+++ Excerpt provided
Mapping Problems and Algorithms with Machine Learning

More Complex Problems

Classification, regression, and clustering algorithms are sometimes referred to as shallow learning, in contrast to deep learning. Admittedly, the distinction between shallow learning and deep learning is a bit sketchy and cursory; yet, it marks the point of separating problems that can be solved with a relatively straight algorithm from those that require the introduction of some flavor of neural networks (more or less deep in terms of constituent layers) or the pipelining of multiple straight algorithms. Typically, these problems revolve around the area of cognition such as computer vision, creative work, and speech synthesis.

Image Classification

Image processing began in the late 1960s when a group of NASA scientists had the problem of converting analogic signals to digital images. The core of image processing is the simple application of mathematical functions to a matrix of pixels. A much more enhanced form of image processing is computer vision.
++++++
Task requirements
1. According to the machine learning excerpt, when did image processing begin?
2. Carry on the machine learning piece, picking up after its last sentence.
The lines after this text have nothing to do with it.
+++ Data section
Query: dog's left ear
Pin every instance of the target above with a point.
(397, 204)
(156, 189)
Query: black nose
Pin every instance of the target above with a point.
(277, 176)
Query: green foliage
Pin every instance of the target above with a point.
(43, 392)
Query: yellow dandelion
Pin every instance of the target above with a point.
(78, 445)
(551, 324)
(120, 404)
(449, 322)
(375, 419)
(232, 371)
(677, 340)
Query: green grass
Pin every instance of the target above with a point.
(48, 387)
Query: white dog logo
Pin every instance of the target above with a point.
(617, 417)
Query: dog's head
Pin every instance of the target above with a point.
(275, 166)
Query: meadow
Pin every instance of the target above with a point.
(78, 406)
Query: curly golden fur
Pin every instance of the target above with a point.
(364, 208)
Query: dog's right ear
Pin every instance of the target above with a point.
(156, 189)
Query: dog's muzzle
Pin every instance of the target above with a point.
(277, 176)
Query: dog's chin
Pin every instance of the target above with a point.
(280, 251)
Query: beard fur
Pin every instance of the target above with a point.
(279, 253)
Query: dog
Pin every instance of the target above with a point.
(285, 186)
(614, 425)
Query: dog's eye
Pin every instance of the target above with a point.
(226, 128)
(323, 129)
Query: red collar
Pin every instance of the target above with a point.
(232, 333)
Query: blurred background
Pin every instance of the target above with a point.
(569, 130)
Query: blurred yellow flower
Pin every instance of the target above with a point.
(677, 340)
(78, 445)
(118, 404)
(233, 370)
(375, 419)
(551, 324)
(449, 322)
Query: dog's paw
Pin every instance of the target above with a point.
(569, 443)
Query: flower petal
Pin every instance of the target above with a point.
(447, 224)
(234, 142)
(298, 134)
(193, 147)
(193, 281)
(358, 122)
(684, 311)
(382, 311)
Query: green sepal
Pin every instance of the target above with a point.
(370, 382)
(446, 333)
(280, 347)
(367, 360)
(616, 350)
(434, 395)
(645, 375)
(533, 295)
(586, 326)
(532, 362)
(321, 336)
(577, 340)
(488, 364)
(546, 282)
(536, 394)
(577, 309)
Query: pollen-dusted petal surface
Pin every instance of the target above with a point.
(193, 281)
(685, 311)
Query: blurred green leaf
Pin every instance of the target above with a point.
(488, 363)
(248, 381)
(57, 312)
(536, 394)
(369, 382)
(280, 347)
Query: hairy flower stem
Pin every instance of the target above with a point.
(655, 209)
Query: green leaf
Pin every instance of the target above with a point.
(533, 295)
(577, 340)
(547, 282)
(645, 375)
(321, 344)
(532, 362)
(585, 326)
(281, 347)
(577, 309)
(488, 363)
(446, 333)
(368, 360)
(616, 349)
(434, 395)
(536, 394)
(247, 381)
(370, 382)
++++++
Responses to the tasks
1. In the late 1960s.

2.
Computer vision isn’t limited to processing data points but attempts to recognize patterns of pixels and how they match to forms (objects, animals, persons) in the real world. Computer vision is the branch of machine learning devoted to the emulation of the human eye, capable of capturing images and recognizing and classifying them based on properties such as size, color, and luminosity.

In the realm of computer vision, image classification is one of the most interesting sectors, especially for its applications to sensitive fields such as health care and security. Image classification is the process of taking a picture (or a video frame), analyzing it, and producing a response in the form of a categorical value (it’s a dog) or a set of probabilistic values (70 percent, it’s a dog; 20 percent, it’s a wolf; 10 percent, it’s a fox). In much the same way, an image classifier can guess mood, attitude, or even pain.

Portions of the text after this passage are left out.